Pick out every line below that contains the word "with" and copy each of those lines in full.

━━━━━ MATERIAL FOR THIS TASK ━━━━━

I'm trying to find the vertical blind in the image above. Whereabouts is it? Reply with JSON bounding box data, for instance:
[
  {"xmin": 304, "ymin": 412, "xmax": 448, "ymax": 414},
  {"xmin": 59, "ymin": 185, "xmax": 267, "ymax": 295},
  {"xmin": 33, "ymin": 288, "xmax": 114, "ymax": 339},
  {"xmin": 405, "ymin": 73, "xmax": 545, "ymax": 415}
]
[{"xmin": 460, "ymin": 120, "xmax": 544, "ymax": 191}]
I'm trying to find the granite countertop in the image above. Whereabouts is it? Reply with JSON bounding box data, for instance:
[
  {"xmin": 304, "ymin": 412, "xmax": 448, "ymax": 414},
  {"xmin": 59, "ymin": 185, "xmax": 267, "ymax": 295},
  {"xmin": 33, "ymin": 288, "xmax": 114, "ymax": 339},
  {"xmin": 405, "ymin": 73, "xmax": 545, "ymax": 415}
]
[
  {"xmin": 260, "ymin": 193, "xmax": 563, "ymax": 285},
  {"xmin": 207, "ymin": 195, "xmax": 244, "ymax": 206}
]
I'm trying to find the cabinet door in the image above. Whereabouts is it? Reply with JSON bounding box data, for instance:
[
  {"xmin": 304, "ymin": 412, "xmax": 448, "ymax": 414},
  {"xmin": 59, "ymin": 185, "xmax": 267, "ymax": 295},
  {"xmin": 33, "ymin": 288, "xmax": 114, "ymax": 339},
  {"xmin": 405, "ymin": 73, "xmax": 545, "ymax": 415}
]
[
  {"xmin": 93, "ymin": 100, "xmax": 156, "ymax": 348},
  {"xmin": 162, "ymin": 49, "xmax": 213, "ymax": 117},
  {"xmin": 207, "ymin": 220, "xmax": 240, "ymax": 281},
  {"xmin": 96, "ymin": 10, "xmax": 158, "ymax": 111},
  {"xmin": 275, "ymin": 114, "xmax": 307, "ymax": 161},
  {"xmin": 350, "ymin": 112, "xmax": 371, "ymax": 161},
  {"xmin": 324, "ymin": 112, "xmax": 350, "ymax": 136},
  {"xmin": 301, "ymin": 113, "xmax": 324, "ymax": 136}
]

━━━━━

SOLUTION FOR THIS PROBLEM
I'm trying to find the vertical blind in the image above. Whereabouts is it? Reply with JSON bounding box data, for instance:
I'm trying to find the granite countertop in the image above. Whereabouts is it? Reply with JSON bounding box data, for instance:
I'm trying to find the cabinet door in the image above. Whereabouts is it? Reply with JSON bounding box data, for instance:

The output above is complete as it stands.